▼

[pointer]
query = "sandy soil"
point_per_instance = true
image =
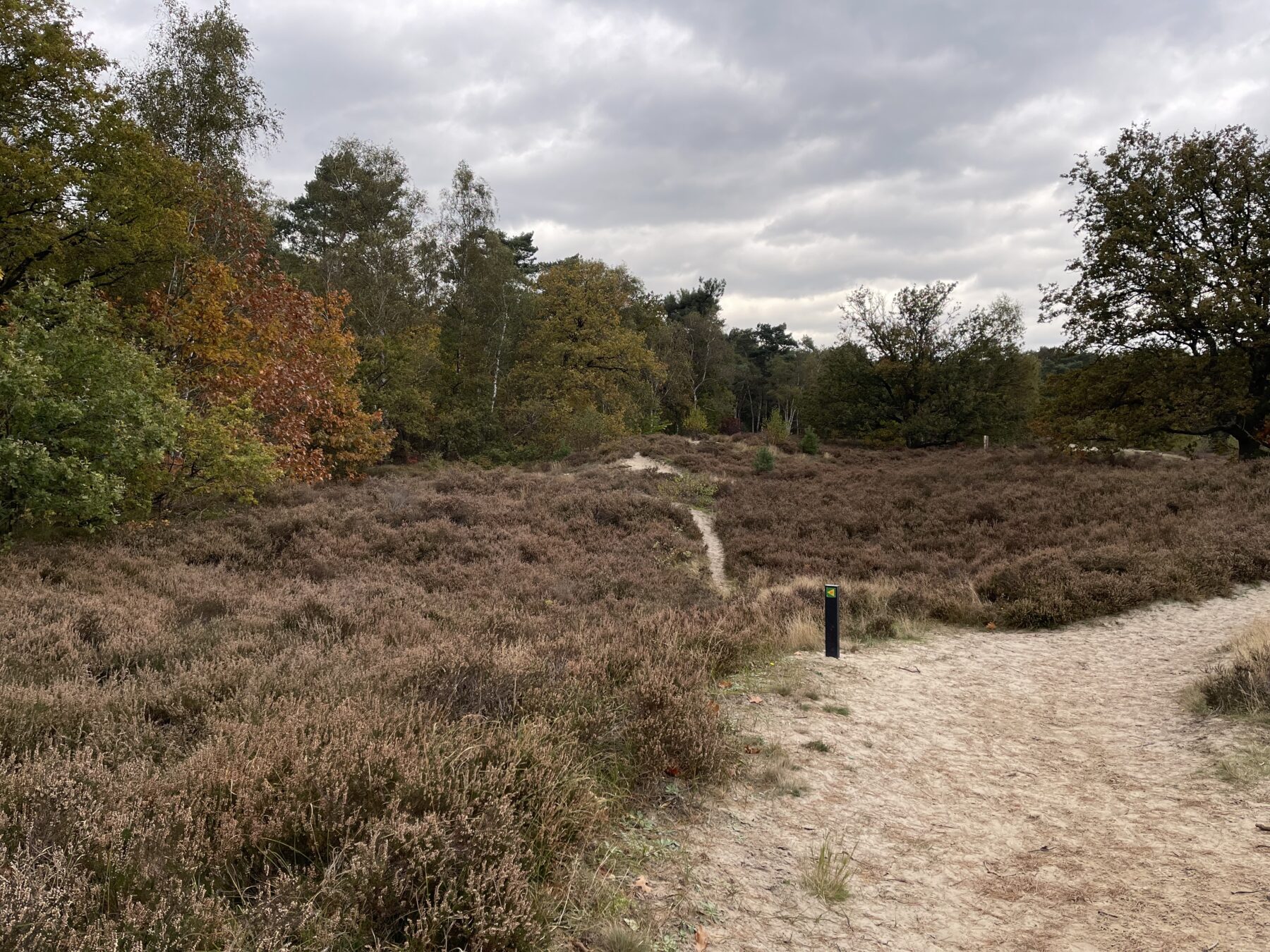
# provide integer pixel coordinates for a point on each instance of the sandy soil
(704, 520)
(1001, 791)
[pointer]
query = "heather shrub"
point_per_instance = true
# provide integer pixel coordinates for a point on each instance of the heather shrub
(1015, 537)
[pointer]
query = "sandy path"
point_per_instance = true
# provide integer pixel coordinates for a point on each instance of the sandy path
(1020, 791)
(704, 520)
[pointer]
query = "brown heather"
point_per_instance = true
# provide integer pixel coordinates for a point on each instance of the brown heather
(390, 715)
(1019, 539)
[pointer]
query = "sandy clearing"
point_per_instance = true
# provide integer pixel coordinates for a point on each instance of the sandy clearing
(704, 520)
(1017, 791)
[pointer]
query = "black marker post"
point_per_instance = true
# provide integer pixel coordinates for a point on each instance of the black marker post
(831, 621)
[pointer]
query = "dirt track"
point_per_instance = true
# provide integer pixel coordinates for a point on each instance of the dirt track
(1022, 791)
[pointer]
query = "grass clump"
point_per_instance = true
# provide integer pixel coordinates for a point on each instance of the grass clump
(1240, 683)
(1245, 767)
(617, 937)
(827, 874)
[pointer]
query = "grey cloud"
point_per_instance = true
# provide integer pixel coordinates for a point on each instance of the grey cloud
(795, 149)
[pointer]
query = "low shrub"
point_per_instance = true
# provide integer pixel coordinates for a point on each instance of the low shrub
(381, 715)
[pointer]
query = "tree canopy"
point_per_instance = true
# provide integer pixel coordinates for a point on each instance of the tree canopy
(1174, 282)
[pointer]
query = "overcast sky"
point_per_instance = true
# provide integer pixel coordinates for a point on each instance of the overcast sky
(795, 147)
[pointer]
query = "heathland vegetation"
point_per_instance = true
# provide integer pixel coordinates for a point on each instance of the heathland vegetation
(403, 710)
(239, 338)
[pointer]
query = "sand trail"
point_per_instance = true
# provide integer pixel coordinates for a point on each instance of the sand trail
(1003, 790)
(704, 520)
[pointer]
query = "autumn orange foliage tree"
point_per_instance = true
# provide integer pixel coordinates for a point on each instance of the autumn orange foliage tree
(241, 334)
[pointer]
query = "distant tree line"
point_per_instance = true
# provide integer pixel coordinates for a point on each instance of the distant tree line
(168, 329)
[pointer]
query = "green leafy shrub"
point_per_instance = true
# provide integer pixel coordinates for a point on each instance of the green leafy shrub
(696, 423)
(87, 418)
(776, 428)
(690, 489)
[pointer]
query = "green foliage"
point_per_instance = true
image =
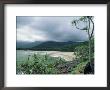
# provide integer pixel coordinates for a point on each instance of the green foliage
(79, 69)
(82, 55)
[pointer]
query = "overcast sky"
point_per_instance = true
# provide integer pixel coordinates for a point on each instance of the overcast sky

▲

■ Exercise aim:
Copy all of the data above word for word, leaving out the pictures.

■ Answer in full:
[pointer]
query = "sandy soil"
point_per_instance = true
image =
# provide integer pixel coordinates for a point on each instance of the sandy soil
(704, 520)
(1001, 791)
[pointer]
query = "heather shrub"
point_per_instance = true
# provide integer pixel coordinates for a point on each instance of the heather shrub
(1015, 537)
[pointer]
query = "sandy path"
point_per_instance = true
# provide integer pixel coordinates for a point on each instance of the sandy path
(1020, 791)
(704, 520)
[pointer]
query = "brown heather"
point_per_instance = true
# provide integer pixel coordinates for a point on each instance of the brown heather
(390, 715)
(1019, 539)
[pointer]
query = "sandy clearing"
point_per_instance = true
# provide integer pixel coordinates for a point on each instance of the sandy clearing
(704, 520)
(1017, 791)
[pointer]
query = "black marker post"
point_per_instance = true
# provide integer pixel coordinates for a point on each instance of the black marker post
(831, 621)
[pointer]
query = "dirt track"
point_per_instance = true
# provide integer pixel coordinates for a point on each instance of the dirt track
(1022, 791)
[pointer]
query = "grass clump"
point_per_instance = true
# provide integer pixel coordinates for a point on each instance of the grass clump
(1240, 683)
(1245, 767)
(617, 937)
(827, 874)
[pointer]
query = "grey cloud"
point_per_instance = true
# provide integer pixel coordinates for a point on each instance of the grey cloud
(795, 149)
[pointer]
query = "low shrub"
point_per_instance = true
# provide integer pixel coordinates for a point on each instance of the low shrub
(381, 715)
[pointer]
query = "tree canopy"
point_per_instance = true
# provide integer pixel coordinates for a point on each instance of the tree canopy
(1174, 282)
[pointer]
query = "overcast sky"
point_per_instance = true
# provide integer pixel coordinates for a point on each instance of the overcast sky
(795, 147)
[pointer]
query = "heathland vegetation"
point_per_instance = true
# provide integer pixel coordinates for a point on each instance of the heathland vegetation
(403, 710)
(239, 338)
[pointer]
query = "sand trail"
point_per_instance = true
# provide integer pixel coordinates for a point on each instance of the sand trail
(1003, 790)
(704, 520)
[pointer]
query = "autumn orange foliage tree"
point_per_instance = true
# provide integer pixel coordinates for a point on each instance of the autumn orange foliage tree
(241, 334)
[pointer]
query = "distant tree line"
point_per_instance = true
# provide integer pixel coordinates for a point on each instance of the distant tree line
(168, 329)
[pointer]
query = "green leafy shrub"
point_per_instance = true
# provide integer pixel coordinates for a point on each instance of the green leafy shrub
(696, 423)
(87, 418)
(776, 428)
(690, 489)
[pointer]
query = "green foliage"
point_per_instance = true
image =
# provide integer pixel coordinates for a point on each instance of the green foliage
(79, 69)
(82, 55)
[pointer]
query = "overcast sky"
point_per_instance = true
# provide integer pixel coordinates for a point on each instance of the overcast sky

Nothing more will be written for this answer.